● Text for analysis:
-- Opening Marker --
Thursday, May 20, 2010

Scalable concurrent deterministic event processing via lazy topological sorting

Quite often in designing software you come across the case where you have a stream of events or messages and you have to correlate them to update a set of entities (distinctive state objects). In a financial system, you might have a stream of transaction events (not to be confused with transactions in the consistent/concurrent data sense) that are used to update multiple accounts (i.e. transfer money from one account to another) and in a video game you might have a set of things that happened (collisions, triggered events, timers, events from entities) that cause entities to be updated (rocket hits player, rocket explodes, player dies). Of course, in an MMORPG with a full economy system, you might have all of the above!

In general, processing events in a deterministic order per entity is also an important feature of these systems. In the case of a bank, it's usually illegal to process transactions out of order, because if I transferred money into an account and then paid a bill, I wouldn't want to end up in overdraw. For a game it may be important for reproducibility, which can be very important for debugging and keeping state in sync across a network for multi-player.

Doing this as a completely serial process is straightforward and easy. However, doing it concurrently can be quite a tricky problem, one that can be very hard to solve with fine grained locking. Interestingly enough, a simple traditional transactional system (as implemented in an RDBMS or Software Transactional Memory) alone isn't quite enough to handle the problem of deterministic ordering as transactions themselves will need to be processed in a deterministic order, which brings it back to a fully serial problem!

What we need is a lazily processed topological sort for events, where events are processed in dependent order and dependencies are implicit based on what entities must be consistent at the time each event is processed and the order the events arrive in. That sounds like quite a big problem to solve, especially with concurrency in the mix!

It turns out however that there is a solution, as long as you know what entities need to be processed for an event ahead of it being processed. Firstly, the system involves two processes running concurrently; the inherently serial event ordering (which may be split into two concurrent sub-processes) and the event processing, where multiple events can potentially be processed concurrently. I say "potentially" because in the worst case, every event involves the same entity, forcing serial processing.
-- Closing Marker --
● Information:
-- Opening Marker --
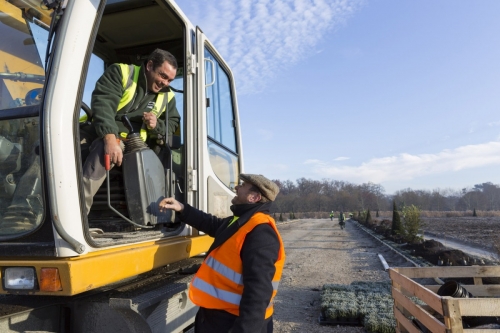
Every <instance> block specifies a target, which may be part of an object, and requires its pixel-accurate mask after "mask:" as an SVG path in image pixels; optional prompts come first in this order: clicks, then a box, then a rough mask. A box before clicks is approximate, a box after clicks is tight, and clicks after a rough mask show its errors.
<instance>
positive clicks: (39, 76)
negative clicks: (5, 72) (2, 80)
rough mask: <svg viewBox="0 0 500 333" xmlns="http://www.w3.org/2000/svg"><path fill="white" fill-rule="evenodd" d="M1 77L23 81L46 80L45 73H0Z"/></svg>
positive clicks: (1, 77) (38, 80) (38, 82)
mask: <svg viewBox="0 0 500 333" xmlns="http://www.w3.org/2000/svg"><path fill="white" fill-rule="evenodd" d="M0 79H6V80H12V81H21V82H37V83H44V82H45V75H37V74H27V73H23V72H16V73H0Z"/></svg>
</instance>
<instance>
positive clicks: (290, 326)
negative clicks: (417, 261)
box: [274, 219, 411, 333]
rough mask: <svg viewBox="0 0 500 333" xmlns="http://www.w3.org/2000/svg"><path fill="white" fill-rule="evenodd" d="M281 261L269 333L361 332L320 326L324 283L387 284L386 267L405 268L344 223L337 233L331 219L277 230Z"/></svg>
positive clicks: (316, 332)
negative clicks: (272, 313) (377, 281)
mask: <svg viewBox="0 0 500 333" xmlns="http://www.w3.org/2000/svg"><path fill="white" fill-rule="evenodd" d="M278 229H279V231H280V234H281V237H282V238H283V242H284V244H285V252H286V256H287V257H286V261H285V268H284V270H283V276H282V279H281V283H280V287H279V291H278V295H277V296H276V300H275V311H274V332H276V333H288V332H306V333H322V332H349V333H350V332H365V330H364V329H363V328H362V327H351V326H331V325H320V324H319V316H320V311H321V309H320V291H321V288H322V286H323V285H324V284H327V283H340V284H350V283H351V282H353V281H360V280H361V281H384V280H390V278H389V274H388V273H387V272H385V271H384V269H383V266H382V263H381V262H380V259H379V257H378V254H379V253H380V254H382V255H383V256H384V259H385V260H386V261H387V263H388V264H389V266H393V267H403V266H411V265H410V264H409V263H407V262H406V261H405V260H404V259H402V258H401V257H399V256H397V255H395V254H394V253H393V252H392V251H391V250H388V249H387V248H385V247H383V246H382V245H381V244H380V243H379V242H378V241H376V240H375V239H374V238H372V237H371V236H368V235H366V234H365V233H364V232H362V231H360V230H358V229H357V228H356V227H355V226H354V225H353V224H352V223H350V221H349V220H348V221H347V223H346V229H344V230H341V229H340V227H339V225H338V223H337V221H336V220H335V219H334V220H333V221H330V219H305V220H296V221H292V222H289V223H286V224H282V225H278Z"/></svg>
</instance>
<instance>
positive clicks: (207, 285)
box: [189, 212, 285, 319]
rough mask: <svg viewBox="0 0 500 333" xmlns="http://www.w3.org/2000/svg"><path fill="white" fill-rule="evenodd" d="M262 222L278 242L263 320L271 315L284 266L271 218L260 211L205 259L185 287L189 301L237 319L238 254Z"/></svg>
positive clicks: (282, 254)
mask: <svg viewBox="0 0 500 333" xmlns="http://www.w3.org/2000/svg"><path fill="white" fill-rule="evenodd" d="M263 223H267V224H269V225H270V226H271V227H272V228H273V229H274V230H275V231H276V235H277V236H278V240H279V242H280V250H279V255H278V260H277V261H276V263H275V264H274V266H275V267H276V271H275V273H274V277H273V280H272V285H273V294H272V296H271V300H270V302H269V305H268V307H267V309H266V313H265V319H267V318H269V317H270V316H271V315H272V314H273V311H274V306H273V300H274V297H275V296H276V293H277V292H278V285H279V282H280V279H281V274H282V272H283V266H284V264H285V249H284V246H283V241H282V239H281V236H280V234H279V232H278V229H277V228H276V223H275V221H274V220H273V218H272V217H271V216H269V215H267V214H264V213H260V212H259V213H256V214H254V215H253V216H252V217H251V218H250V220H248V222H246V223H245V224H244V225H243V226H241V228H240V229H239V230H238V231H237V232H236V233H235V234H234V235H233V236H231V237H230V238H229V239H228V240H227V241H225V242H224V244H222V245H221V246H219V247H217V248H215V249H214V250H213V251H212V252H210V254H209V255H208V256H207V258H205V260H204V261H203V263H202V264H201V266H200V268H199V269H198V272H197V273H196V275H195V276H194V278H193V280H192V281H191V284H190V286H189V298H190V299H191V301H192V302H193V303H194V304H196V305H198V306H201V307H204V308H208V309H218V310H224V311H227V312H229V313H232V314H234V315H236V316H239V313H240V301H241V296H242V295H243V286H244V285H243V262H242V261H241V257H240V251H241V248H242V246H243V242H244V241H245V237H246V236H247V234H248V233H249V232H250V231H252V230H253V228H255V227H256V226H257V225H259V224H263Z"/></svg>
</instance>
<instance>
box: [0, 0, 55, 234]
mask: <svg viewBox="0 0 500 333" xmlns="http://www.w3.org/2000/svg"><path fill="white" fill-rule="evenodd" d="M18 4H19V5H20V6H21V5H22V6H23V9H21V8H18V7H17V5H18ZM26 6H28V7H29V6H30V5H29V4H26V3H24V2H13V3H10V2H7V1H1V3H0V36H2V37H1V38H0V59H1V62H2V67H1V68H0V237H1V238H9V237H18V236H19V235H22V234H26V233H29V232H31V231H33V230H34V229H36V228H37V227H38V226H39V225H40V224H41V223H42V220H43V216H44V204H43V195H42V186H41V184H42V177H41V173H40V143H39V139H40V124H39V117H38V116H33V115H34V114H37V112H38V110H37V109H36V105H39V104H40V101H41V94H42V91H43V86H44V83H45V70H44V61H43V59H44V58H45V49H46V46H47V39H48V26H49V24H50V14H51V12H49V11H47V10H44V9H43V7H42V6H40V8H39V6H38V5H37V6H35V7H30V8H26ZM33 107H35V108H33ZM7 109H10V110H9V112H6V113H3V111H4V110H7ZM16 114H17V115H18V116H17V117H16ZM3 115H7V117H8V119H5V118H3V119H2V116H3Z"/></svg>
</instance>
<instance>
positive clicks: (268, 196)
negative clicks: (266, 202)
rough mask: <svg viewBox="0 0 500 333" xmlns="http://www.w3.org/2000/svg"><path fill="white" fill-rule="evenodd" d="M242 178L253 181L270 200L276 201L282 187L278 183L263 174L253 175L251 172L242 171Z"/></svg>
mask: <svg viewBox="0 0 500 333" xmlns="http://www.w3.org/2000/svg"><path fill="white" fill-rule="evenodd" d="M240 179H241V180H244V181H246V182H249V183H252V184H253V185H255V187H257V188H258V189H259V191H260V193H261V194H262V195H263V196H264V197H265V198H266V199H268V200H269V201H274V199H276V196H277V195H278V193H279V191H280V189H279V187H278V185H276V183H274V182H273V181H270V180H269V179H267V178H266V177H264V176H263V175H253V174H249V173H241V174H240Z"/></svg>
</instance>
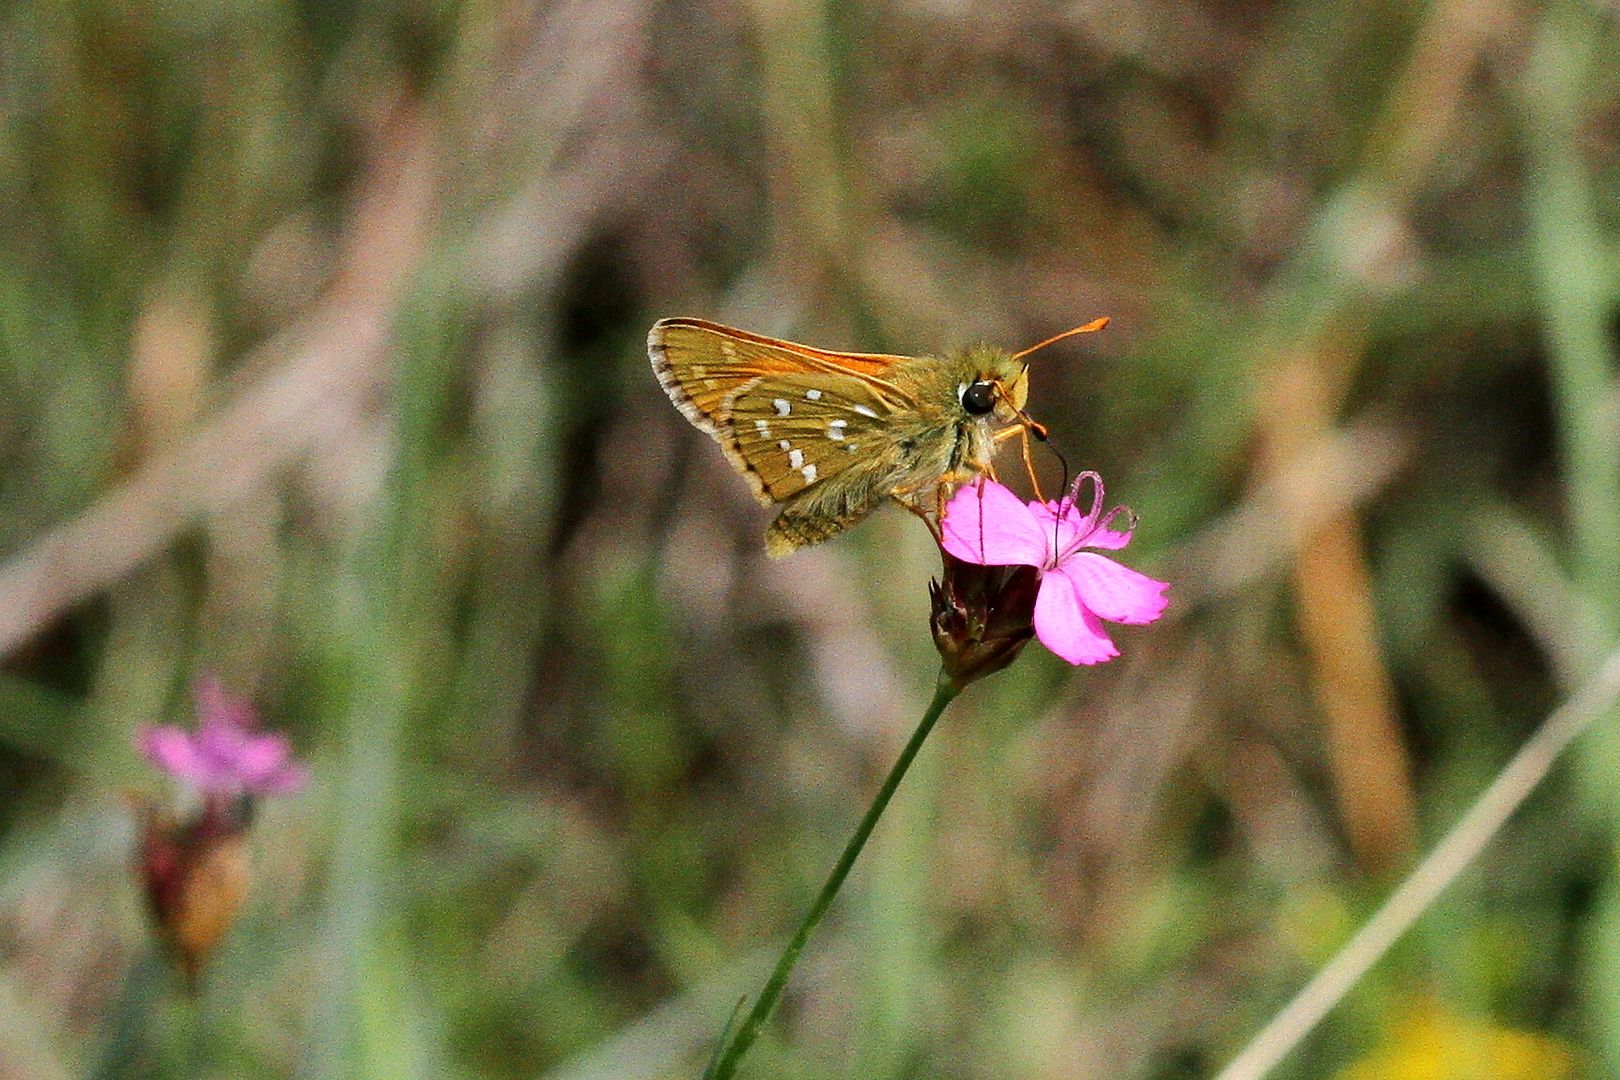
-- Closing Marker --
● Required tasks:
- 1) Answer these about the post on deterministic event processing:
(a) Why is it usually illegal for a bank to process transactions out of order?
(b) Which two kinds of system are given as implementations of a simple traditional transactional system?
(c) What must be known for the described solution to work?
- 2) Would you print the post on deterministic event processing from "Doing this as" to "fully serial problem!"?

● Answers to each task:
- 1)
(a) If money were transferred into an account and a bill then paid, out-of-order processing could leave the account in overdraw.
(b) An RDBMS and Software Transactional Memory.
(c) You must know which entities need to be processed for an event before that event is processed.

- 2)
Doing this as a completely serial process is straightforward and easy. However, doing it concurrently can be quite a tricky problem, one that can be very hard to solve with fine grained locking. Interestingly enough, a simple traditional transactional system (as implemented in an RDBMS or Software Transactional Memory) alone isn't quite enough to handle the problem of deterministic ordering as transactions themselves will need to be processed in a deterministic order, which brings it back to a fully serial problem!